Word for word, copy out the entries below, but not the pictures in them.

-- Opening Marker --

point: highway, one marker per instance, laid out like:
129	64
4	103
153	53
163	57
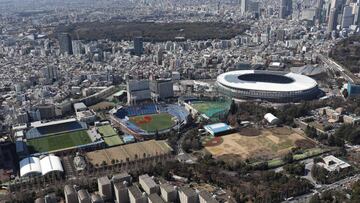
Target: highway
338	68
339	184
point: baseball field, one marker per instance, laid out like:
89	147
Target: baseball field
258	144
151	123
59	141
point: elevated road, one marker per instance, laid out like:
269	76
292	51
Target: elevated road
338	68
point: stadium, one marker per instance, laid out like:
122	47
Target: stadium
57	136
143	121
271	86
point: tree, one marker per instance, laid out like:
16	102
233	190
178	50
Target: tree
315	199
233	108
288	158
310	132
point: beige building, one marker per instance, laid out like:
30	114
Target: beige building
148	184
206	197
70	194
188	195
136	196
155	198
168	192
105	188
83	196
121	192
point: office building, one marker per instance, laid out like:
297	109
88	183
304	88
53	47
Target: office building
347	17
105	188
155	198
138	46
244	6
95	198
168	192
121	177
65	43
70	194
285	8
138	90
83	196
188	195
148	184
121	192
136	196
162	88
332	20
50	73
206	197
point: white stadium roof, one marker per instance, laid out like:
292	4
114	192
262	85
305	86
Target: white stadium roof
43	166
298	83
30	166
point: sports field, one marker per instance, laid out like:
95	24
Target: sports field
60	141
210	108
153	122
106	131
264	144
111	138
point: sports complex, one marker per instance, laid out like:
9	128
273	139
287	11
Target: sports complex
145	120
59	136
274	86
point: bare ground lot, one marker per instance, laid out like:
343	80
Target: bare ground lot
262	144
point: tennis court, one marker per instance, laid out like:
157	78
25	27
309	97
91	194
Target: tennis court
59	141
211	108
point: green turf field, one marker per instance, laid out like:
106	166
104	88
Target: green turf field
113	141
158	122
106	131
60	141
210	108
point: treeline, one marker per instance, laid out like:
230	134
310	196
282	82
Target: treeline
347	53
258	186
153	32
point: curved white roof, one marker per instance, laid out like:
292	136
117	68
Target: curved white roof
29	166
50	163
299	83
43	166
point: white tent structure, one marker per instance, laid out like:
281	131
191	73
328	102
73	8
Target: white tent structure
273	120
33	166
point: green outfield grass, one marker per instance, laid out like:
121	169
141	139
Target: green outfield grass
151	123
106	131
60	141
210	108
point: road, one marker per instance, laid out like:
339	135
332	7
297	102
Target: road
339	184
338	68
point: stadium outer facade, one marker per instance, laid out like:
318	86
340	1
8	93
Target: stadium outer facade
273	86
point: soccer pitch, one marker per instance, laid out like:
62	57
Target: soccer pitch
210	108
106	131
60	141
151	123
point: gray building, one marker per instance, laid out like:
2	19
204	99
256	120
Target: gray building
121	192
65	43
70	194
162	88
155	198
138	46
168	192
105	188
136	196
206	197
148	184
188	195
83	196
121	177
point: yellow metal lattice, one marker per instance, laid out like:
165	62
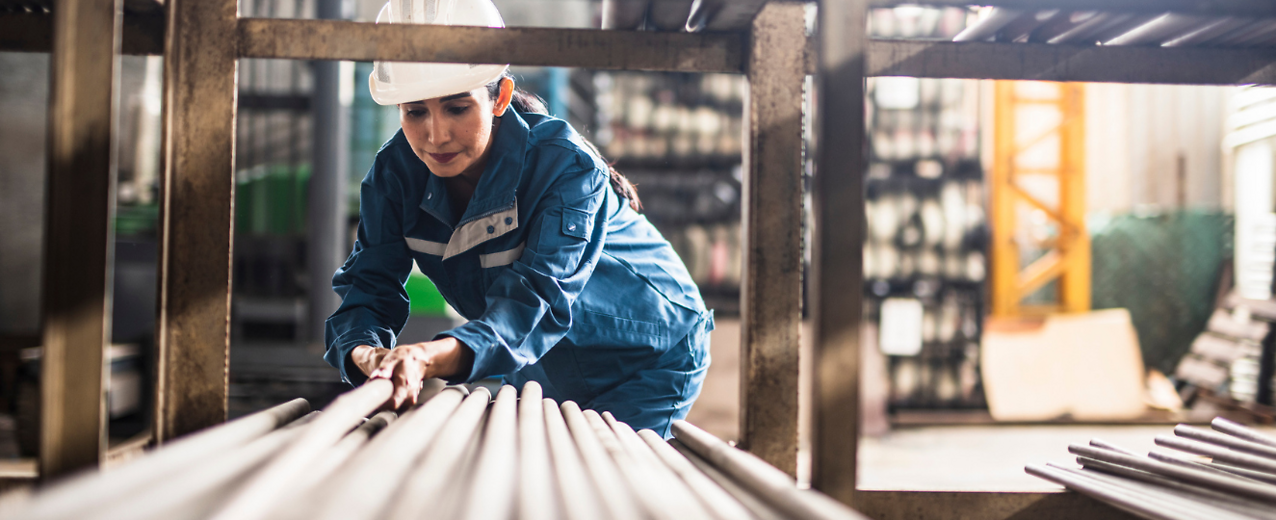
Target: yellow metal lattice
1040	250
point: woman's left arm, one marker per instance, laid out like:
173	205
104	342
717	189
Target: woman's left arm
530	305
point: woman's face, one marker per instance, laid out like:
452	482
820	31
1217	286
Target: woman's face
451	134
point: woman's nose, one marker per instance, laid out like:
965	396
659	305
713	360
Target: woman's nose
438	130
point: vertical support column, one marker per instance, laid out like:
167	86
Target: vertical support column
78	238
326	218
771	289
837	282
195	217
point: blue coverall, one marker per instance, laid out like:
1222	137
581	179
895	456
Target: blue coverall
562	281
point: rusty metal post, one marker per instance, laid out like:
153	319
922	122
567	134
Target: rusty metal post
837	270
78	238
772	204
195	216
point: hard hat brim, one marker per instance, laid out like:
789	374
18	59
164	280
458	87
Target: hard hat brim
443	84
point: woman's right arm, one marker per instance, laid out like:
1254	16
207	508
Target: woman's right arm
374	305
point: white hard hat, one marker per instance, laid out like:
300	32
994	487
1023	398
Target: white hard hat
396	82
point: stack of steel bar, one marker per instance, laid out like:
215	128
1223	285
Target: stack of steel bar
1229	473
461	454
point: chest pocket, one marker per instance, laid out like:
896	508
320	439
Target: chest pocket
576	223
562	241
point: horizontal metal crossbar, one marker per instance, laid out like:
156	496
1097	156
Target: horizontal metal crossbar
587	49
698	52
1220	8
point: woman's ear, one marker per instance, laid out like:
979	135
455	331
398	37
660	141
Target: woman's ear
507	94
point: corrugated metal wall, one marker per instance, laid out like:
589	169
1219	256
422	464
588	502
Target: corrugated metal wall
1155	145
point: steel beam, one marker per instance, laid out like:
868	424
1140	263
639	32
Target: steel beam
197	198
78	233
721	52
1216	8
837	270
772	219
586	49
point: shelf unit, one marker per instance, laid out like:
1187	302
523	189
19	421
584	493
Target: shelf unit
203	40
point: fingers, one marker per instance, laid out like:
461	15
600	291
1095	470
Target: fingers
406	376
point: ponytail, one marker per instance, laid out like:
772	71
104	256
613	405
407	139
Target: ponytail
528	102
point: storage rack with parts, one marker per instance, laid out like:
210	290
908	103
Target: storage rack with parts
200	42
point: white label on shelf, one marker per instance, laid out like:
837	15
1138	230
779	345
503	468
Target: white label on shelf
901	326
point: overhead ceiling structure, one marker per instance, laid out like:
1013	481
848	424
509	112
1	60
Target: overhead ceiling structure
1126	28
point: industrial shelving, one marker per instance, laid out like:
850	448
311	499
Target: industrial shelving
203	40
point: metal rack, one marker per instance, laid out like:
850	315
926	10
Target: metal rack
202	41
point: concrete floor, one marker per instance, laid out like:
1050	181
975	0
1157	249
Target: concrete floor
934	458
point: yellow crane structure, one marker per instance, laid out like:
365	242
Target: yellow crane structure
1038	200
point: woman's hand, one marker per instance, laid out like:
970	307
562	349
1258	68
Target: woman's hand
368	358
406	366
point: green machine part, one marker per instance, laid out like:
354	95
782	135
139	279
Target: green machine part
424	297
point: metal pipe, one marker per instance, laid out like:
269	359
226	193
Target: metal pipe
669	14
1233	502
702	12
426	483
761	510
387	458
1100	442
770	483
78	496
1217	454
611	487
1225	440
1203	467
659	481
623	14
1142	490
1106	493
1258	491
494	490
577	493
327	226
1242	431
535	477
633	472
254	500
338	455
719	501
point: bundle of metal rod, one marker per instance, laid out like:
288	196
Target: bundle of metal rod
1237	482
461	454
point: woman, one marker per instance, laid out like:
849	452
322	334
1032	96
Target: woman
527	233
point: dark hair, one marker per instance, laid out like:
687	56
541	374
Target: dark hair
528	102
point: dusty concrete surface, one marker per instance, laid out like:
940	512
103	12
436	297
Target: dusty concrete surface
717	409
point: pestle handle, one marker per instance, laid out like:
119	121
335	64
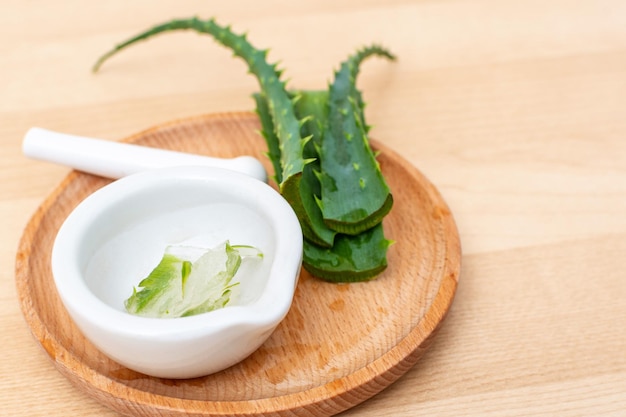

-- Closing Marker --

### Answer space
point: highway, one marker per instance, laid out like:
129	64
4	103
153	53
163	57
Target: highway
338	68
339	184
point: baseball field, one marker per instance, laid out like:
89	147
Target: baseball field
258	144
151	123
59	141
point: elevated road, one marker per instance, laid out like:
269	76
292	51
Target: elevated road
338	68
point: stadium, one marker per instance, laid out like:
122	47
Target: stadium
57	136
143	121
271	86
point: tree, one marker per instance, laid out like:
16	102
233	190
178	50
Target: tree
315	199
233	108
288	158
310	132
point: beige building, one marker per instance, laid out like:
30	114
Target: beige building
148	184
206	197
70	194
188	195
136	196
155	198
168	192
105	188
83	196
121	192
point: office building, one marker per instance, laid out like:
297	109
88	183
304	88
53	47
Target: office building
347	17
105	188
155	198
138	46
244	6
95	198
168	192
121	177
65	43
70	194
285	8
138	90
83	196
188	195
148	184
121	192
136	196
162	88
332	20
50	73
206	197
point: white stadium roof, one marker per instance, laid out like:
292	4
114	192
262	85
305	86
Target: white stadium roof
43	166
298	83
30	166
point: sports field, one marker per instance, laid out like:
95	24
Target: sports field
60	141
210	108
153	122
106	131
264	144
111	138
point: sports complex, one marker per instance, laid out like:
9	128
273	139
287	11
Target: sports complex
145	120
59	136
274	86
point: bare ground lot, one marker per instance, laid out like:
343	80
Target: bare ground lot
262	144
point: tennis court, one marker per instance, laid out like:
157	78
25	27
309	97
91	194
Target: tennis court
59	141
211	108
point: green turf field, one marker per instance, laid out like:
106	166
104	88
Target: green turf field
113	141
158	122
106	131
60	141
210	108
point: treeline, one marker per instance, laid out like:
230	134
310	196
282	82
Target: treeline
347	53
258	186
153	32
point: curved white roof, one marker per instance, laid out like:
292	136
117	68
Target: curved white roof
29	166
50	163
299	83
43	166
point: white tent structure, one marker per instance, laid out like:
281	131
191	73
328	102
73	8
Target: white tent structure
273	120
33	166
point: green outfield grass, one marker per instance, laid out like:
121	169
141	139
Target: green outfield grass
151	123
106	131
60	141
210	108
point: road, one marker per instance, laid out like:
339	135
332	7
297	102
Target: road
339	184
338	68
point: stadium outer facade, one marker per instance, laid out like:
318	86
340	1
8	93
Target: stadium outer facade
273	86
point: soccer pitch, one marker per instance, laid out like:
62	57
Target: soccer pitch
210	108
106	131
60	141
151	123
point: gray building, one marker per instance, laid out like:
2	19
204	99
256	120
Target: gray building
121	192
65	43
70	194
162	88
155	198
138	46
168	192
105	188
136	196
206	197
148	184
188	195
83	196
121	177
point: yellow metal lattice, one marker per instance, laid out like:
165	62
Target: yellow metal lattice
1040	250
point: woman's left arm, one marker per instance, laid out like:
173	205
104	342
717	189
Target: woman's left arm
530	305
point: woman's face, one marker per instance, laid out like:
452	482
820	31
1217	286
Target: woman's face
451	134
point: woman's nose, one marker per instance, laid out like:
965	396
659	305
713	360
Target: woman's nose
438	130
point: vertical support column, one marker per instance, laid out like:
167	86
Target: vertical support column
78	238
326	218
771	289
837	282
195	217
point: blue coverall, one marker per instance, laid out like:
1222	137
581	179
895	456
Target: blue coverall
562	281
point: rusty metal post, one marker per instance, laid out like:
153	319
922	122
567	134
Target: rusty metal post
837	270
78	238
772	204
195	216
point: hard hat brim, one marker per instance, laid out like:
789	374
18	59
164	280
458	87
Target: hard hat brim
443	84
point: woman's right arm, one marker per instance, laid out like:
1254	16
207	508
Target: woman's right arm
374	305
point: white hard hat, one marker per instance, laid out like:
300	32
994	487
1023	398
Target: white hard hat
396	82
point: stack of steel bar, one marker per instance, laid out like:
215	128
1223	285
Target: stack of steel bar
1229	473
461	454
point: chest pocket, one marker per instance, laid out like:
896	508
320	439
Target: chest pocket
576	223
562	241
point: horizontal metal crossbar, one marker per instance, laid out like:
156	496
1097	156
Target: horizontal metal crossbar
587	49
698	52
1220	8
point: woman's ear, one marker per instance, laid out like:
979	135
455	331
398	37
660	141
Target: woman's ear
507	94
point: corrugated metal wall, one marker per instance, laid out like:
589	169
1219	256
422	464
588	502
Target: corrugated metal wall
1155	145
point: steel beam, one marker per instance, laid out like:
868	424
1140	263
639	32
Target: steel beam
197	198
78	233
721	52
1216	8
837	270
772	219
586	49
point: shelf unit, one marker per instance, laid out like:
1187	302
523	189
19	421
584	493
Target: shelf unit
203	40
point: fingers, one marker per instance, laid out like:
461	15
600	291
1095	470
Target: fingers
406	376
point: ponytail, one marker per instance, laid out like:
772	71
104	256
613	405
407	139
Target: ponytail
528	102
point: storage rack with parts, one marker per instance, laid out like:
210	290
908	103
Target: storage rack with parts
200	42
point: white label on shelf, one marker per instance, laid out like:
837	15
1138	230
779	345
503	468
Target: white label on shelf
901	326
point: overhead ceiling structure, one marker per instance, laid out like:
1013	481
848	424
509	112
1	60
Target: overhead ceiling structure
1126	28
point: industrial shelving, one marker per instance, laid out like:
850	448
311	499
Target: industrial shelving
203	40
point: metal rack, one marker per instance, laid out like:
850	315
926	10
Target: metal rack
202	41
point: concrete floor, one marker per instance, laid out like:
1050	181
975	0
1157	249
Target: concrete floor
934	458
point: yellow crane structure, one marker per instance, laid out like:
365	242
Target: yellow crane structure
1038	200
point: woman's hand, one marker per instance, laid out like:
970	307
562	349
1258	68
Target: woman's hand
368	358
406	366
point: green machine part, one marker per instance, laid out like:
354	95
782	135
139	279
Target: green machine part
424	297
point: metal pipe, one marker per instance, laid out like:
269	359
226	193
Target: metal pipe
669	14
1233	502
702	12
426	483
761	510
387	458
1100	442
770	483
78	496
1217	454
611	487
1225	440
1203	467
659	481
623	14
1142	490
1106	493
1258	491
494	490
577	493
327	226
1242	431
535	477
633	472
254	500
338	455
719	501
point: bundle of metal rod, one marker per instance, laid out like:
288	196
Target: bundle of metal rod
1237	482
461	454
point: woman, one marker per instance, laid out like:
849	452
322	334
1032	96
Target: woman
527	233
point: dark hair, one marker per instance, laid out like:
687	56
541	374
Target: dark hair
528	102
point: dusty concrete surface, one marker per instance, laid out like:
940	512
103	12
436	297
Target: dusty concrete surface
717	409
point: pestle handle, one marker per instance, laid out like:
119	121
335	64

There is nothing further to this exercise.